- Given entries -

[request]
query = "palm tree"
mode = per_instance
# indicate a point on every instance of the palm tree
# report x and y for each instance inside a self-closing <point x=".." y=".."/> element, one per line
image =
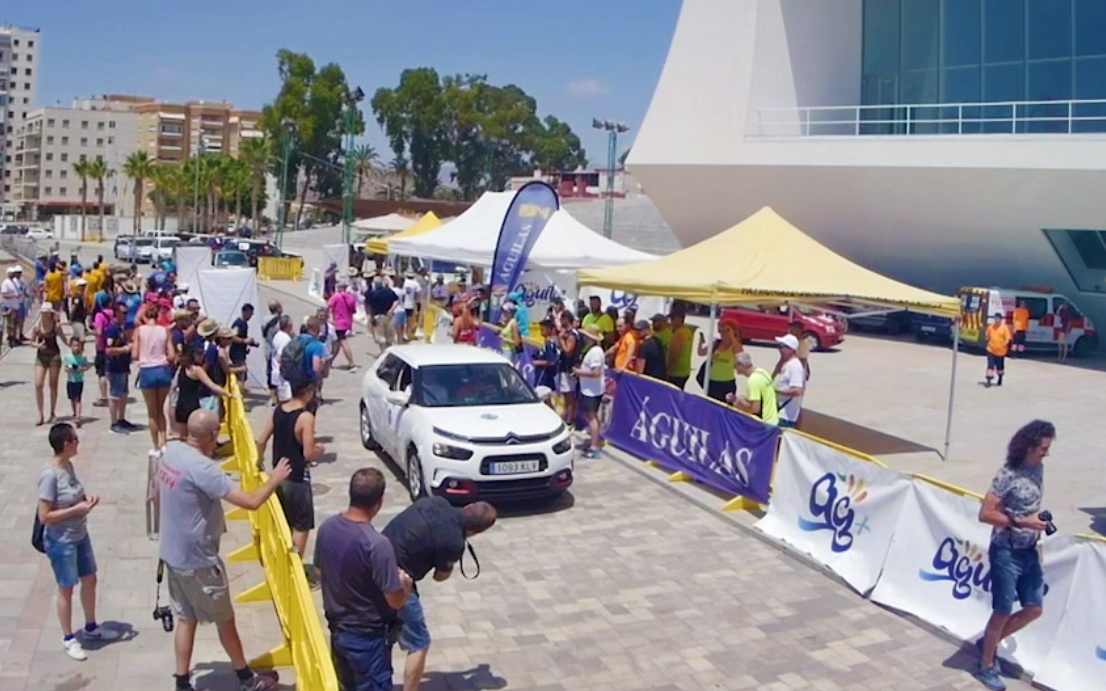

- Required work -
Rewrite the records above so that every "palm tree" becomes "banana plant", leaving everything else unchanged. Omit the pictures from your answer.

- Reply -
[request]
query = "banana plant"
mode = per_instance
# indicate a point on every instance of the banana plant
# report x and y for each instance inside a self-closing <point x=".." y=".."/> element, one per line
image =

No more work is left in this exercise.